▶ [DIRECTIONS]:
Copy exactly the lines of the material below that run from the one containing "box: [81, 21, 159, 135]" through the one containing "37L78 49L103 54L120". Copy no other lines.

▶ [DATA FOR THIS TASK]:
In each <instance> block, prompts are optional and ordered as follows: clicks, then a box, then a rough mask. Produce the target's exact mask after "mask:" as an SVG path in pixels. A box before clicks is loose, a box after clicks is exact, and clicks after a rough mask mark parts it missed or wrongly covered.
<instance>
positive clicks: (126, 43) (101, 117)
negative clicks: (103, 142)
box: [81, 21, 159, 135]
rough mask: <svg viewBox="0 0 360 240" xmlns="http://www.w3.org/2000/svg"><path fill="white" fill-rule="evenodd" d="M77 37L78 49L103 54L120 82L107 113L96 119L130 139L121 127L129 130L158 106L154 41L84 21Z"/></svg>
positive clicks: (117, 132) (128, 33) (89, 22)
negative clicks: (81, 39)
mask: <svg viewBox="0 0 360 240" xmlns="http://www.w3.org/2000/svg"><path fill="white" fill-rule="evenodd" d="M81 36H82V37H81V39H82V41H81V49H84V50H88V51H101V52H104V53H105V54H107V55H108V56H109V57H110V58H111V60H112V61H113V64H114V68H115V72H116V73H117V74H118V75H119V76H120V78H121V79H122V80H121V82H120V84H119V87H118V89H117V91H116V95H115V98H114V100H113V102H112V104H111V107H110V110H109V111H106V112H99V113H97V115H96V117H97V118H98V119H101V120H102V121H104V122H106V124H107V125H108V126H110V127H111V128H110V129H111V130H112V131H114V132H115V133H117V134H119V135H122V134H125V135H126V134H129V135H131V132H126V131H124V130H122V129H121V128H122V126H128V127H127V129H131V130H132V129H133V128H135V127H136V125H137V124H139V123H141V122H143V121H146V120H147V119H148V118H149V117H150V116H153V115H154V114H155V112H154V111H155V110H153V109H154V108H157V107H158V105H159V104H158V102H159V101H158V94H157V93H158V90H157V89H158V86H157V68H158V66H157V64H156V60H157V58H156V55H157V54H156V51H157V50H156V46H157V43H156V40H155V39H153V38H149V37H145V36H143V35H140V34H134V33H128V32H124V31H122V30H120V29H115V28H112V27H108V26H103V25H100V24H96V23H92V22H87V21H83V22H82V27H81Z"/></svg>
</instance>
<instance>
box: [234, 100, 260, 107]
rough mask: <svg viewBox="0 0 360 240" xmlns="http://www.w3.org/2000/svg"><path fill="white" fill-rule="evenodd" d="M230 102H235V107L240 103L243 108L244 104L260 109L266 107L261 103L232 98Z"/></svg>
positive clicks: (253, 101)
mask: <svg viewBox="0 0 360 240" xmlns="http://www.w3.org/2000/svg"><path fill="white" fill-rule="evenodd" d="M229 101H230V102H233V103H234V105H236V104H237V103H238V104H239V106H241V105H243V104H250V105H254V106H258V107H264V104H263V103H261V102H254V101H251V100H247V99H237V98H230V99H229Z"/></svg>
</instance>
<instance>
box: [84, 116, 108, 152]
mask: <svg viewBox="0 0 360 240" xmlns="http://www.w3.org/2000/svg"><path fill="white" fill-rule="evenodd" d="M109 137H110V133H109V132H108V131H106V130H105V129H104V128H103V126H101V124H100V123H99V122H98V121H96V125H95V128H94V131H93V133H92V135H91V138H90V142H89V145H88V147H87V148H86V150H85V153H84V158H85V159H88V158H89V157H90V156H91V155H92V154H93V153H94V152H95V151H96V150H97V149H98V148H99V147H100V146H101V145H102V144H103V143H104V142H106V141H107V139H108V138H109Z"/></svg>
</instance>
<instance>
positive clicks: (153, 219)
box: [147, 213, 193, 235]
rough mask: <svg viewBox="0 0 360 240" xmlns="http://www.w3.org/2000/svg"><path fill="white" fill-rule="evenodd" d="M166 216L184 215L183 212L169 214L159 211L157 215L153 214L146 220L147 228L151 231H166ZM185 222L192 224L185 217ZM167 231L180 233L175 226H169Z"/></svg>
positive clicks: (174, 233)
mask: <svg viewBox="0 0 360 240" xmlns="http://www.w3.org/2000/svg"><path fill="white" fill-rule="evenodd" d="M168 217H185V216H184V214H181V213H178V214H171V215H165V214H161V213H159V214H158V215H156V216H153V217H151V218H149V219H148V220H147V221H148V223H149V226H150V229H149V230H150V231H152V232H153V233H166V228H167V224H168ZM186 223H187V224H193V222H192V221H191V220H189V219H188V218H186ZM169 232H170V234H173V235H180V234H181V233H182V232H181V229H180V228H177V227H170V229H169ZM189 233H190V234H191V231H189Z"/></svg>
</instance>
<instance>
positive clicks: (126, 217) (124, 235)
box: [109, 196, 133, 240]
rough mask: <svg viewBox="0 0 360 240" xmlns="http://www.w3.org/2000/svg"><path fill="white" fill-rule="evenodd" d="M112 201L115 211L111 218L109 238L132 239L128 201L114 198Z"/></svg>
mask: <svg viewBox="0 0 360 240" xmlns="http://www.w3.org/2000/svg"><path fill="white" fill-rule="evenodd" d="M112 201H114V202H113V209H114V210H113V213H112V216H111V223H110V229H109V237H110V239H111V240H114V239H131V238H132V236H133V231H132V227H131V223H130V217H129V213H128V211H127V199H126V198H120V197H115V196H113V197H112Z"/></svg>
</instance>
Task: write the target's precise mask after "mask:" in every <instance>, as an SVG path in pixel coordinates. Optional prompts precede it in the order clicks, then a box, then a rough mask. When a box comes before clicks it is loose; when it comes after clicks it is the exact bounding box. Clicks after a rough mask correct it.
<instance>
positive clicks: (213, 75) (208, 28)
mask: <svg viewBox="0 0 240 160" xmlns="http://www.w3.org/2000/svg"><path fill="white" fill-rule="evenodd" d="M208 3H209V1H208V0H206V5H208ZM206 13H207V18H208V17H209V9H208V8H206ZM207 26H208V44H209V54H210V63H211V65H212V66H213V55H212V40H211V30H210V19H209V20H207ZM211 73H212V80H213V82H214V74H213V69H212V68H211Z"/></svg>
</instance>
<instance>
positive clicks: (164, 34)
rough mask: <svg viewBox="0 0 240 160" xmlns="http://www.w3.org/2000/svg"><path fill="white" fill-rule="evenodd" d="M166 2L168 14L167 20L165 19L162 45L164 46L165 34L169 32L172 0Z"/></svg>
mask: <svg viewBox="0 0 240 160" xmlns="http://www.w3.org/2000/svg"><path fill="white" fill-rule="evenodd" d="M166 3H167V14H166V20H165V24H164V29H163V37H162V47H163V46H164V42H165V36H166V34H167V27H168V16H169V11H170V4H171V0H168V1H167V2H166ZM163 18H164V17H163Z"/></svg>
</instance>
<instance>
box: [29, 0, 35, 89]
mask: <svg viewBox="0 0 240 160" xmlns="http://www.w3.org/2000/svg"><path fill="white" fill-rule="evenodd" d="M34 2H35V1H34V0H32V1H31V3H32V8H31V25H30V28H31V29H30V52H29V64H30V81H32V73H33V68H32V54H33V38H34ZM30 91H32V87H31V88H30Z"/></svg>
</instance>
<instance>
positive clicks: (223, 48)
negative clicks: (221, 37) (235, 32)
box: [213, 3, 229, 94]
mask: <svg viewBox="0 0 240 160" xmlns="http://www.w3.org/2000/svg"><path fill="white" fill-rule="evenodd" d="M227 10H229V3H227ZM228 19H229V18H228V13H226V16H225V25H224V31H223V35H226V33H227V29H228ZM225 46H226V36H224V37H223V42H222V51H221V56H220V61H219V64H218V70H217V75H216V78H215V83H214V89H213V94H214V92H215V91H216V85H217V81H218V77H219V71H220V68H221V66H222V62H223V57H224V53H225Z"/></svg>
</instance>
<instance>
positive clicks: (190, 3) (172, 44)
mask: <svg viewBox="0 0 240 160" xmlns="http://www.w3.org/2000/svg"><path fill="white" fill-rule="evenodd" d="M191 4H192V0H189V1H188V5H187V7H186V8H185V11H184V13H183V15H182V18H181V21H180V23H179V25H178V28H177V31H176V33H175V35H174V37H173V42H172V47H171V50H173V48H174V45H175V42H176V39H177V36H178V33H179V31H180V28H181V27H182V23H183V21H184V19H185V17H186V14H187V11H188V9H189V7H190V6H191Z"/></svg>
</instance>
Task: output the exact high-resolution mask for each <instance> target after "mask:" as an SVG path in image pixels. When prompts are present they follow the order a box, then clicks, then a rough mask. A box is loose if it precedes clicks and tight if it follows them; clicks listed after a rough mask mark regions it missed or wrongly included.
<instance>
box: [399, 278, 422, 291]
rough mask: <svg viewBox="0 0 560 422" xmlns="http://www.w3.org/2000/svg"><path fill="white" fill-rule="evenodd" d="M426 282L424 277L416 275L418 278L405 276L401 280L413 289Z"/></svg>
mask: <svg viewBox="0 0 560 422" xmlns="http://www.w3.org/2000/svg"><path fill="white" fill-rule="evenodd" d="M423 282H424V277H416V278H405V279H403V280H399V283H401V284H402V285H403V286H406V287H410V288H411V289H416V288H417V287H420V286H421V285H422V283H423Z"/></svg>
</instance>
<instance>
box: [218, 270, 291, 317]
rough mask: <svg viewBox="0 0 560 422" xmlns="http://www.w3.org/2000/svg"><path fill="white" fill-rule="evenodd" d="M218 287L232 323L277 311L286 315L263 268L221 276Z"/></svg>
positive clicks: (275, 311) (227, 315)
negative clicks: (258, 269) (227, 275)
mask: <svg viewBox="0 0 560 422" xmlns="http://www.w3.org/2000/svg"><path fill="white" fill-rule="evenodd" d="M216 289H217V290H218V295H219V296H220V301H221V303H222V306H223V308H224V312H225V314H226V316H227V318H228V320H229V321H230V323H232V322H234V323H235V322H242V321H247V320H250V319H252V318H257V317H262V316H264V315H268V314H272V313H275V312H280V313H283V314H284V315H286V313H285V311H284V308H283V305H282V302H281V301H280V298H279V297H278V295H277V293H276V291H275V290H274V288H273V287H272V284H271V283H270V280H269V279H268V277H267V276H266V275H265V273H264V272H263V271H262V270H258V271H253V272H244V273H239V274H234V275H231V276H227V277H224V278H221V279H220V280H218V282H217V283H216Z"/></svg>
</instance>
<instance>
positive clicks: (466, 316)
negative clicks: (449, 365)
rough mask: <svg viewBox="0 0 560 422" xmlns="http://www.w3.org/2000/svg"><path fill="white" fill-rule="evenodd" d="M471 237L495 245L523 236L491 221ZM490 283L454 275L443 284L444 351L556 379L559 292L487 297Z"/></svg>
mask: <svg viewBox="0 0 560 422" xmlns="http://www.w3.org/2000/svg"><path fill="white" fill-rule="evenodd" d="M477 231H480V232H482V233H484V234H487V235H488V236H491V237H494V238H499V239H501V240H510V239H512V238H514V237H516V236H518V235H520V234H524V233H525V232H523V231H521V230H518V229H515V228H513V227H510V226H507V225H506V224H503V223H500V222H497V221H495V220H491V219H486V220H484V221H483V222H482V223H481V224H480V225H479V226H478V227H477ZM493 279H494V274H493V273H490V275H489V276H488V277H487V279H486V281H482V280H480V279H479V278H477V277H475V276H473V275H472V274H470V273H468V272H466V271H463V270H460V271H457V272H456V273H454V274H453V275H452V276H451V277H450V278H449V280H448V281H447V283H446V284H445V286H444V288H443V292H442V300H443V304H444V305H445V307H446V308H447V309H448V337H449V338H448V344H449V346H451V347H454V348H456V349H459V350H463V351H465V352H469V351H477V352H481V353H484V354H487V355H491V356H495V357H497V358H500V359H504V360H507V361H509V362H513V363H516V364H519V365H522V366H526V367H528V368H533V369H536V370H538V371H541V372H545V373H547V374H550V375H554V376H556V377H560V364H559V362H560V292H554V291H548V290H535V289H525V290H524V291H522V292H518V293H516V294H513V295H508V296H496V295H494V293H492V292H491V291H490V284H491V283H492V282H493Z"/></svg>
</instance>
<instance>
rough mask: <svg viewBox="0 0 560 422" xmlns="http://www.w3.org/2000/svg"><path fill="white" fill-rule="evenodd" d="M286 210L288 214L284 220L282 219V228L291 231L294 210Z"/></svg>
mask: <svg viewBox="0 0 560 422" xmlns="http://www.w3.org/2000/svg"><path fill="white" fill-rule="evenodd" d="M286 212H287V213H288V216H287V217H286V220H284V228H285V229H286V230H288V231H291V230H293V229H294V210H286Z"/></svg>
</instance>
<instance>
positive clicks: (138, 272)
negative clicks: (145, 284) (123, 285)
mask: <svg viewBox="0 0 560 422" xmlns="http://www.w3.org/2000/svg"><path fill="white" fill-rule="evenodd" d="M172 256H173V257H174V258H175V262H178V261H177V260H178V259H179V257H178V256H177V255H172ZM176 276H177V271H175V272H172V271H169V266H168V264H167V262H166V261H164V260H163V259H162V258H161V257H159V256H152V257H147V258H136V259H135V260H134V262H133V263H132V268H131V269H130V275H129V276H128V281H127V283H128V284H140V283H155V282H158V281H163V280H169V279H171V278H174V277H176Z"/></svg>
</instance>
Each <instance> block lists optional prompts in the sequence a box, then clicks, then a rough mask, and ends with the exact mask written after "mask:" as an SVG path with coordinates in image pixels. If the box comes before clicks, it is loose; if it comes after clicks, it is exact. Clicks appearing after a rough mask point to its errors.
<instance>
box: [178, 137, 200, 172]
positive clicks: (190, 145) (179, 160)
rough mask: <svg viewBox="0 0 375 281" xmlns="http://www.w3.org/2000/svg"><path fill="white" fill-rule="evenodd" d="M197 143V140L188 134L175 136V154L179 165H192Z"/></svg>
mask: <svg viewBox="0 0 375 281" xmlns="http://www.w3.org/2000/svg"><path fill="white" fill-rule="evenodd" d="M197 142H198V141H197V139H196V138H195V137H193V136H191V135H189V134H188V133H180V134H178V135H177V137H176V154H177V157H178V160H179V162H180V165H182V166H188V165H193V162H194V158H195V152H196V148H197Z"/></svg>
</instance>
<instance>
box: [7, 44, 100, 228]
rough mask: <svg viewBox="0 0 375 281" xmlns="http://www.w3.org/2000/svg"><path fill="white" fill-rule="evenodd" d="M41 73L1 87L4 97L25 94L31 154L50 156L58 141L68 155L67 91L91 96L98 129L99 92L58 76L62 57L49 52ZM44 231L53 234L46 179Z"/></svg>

▶ [TASK RESPONSE]:
box: [81, 21, 159, 135]
rough mask: <svg viewBox="0 0 360 240" xmlns="http://www.w3.org/2000/svg"><path fill="white" fill-rule="evenodd" d="M77 37L78 49L103 54L120 82L107 113L96 119L130 139L121 127L129 130L158 106L154 41L84 21Z"/></svg>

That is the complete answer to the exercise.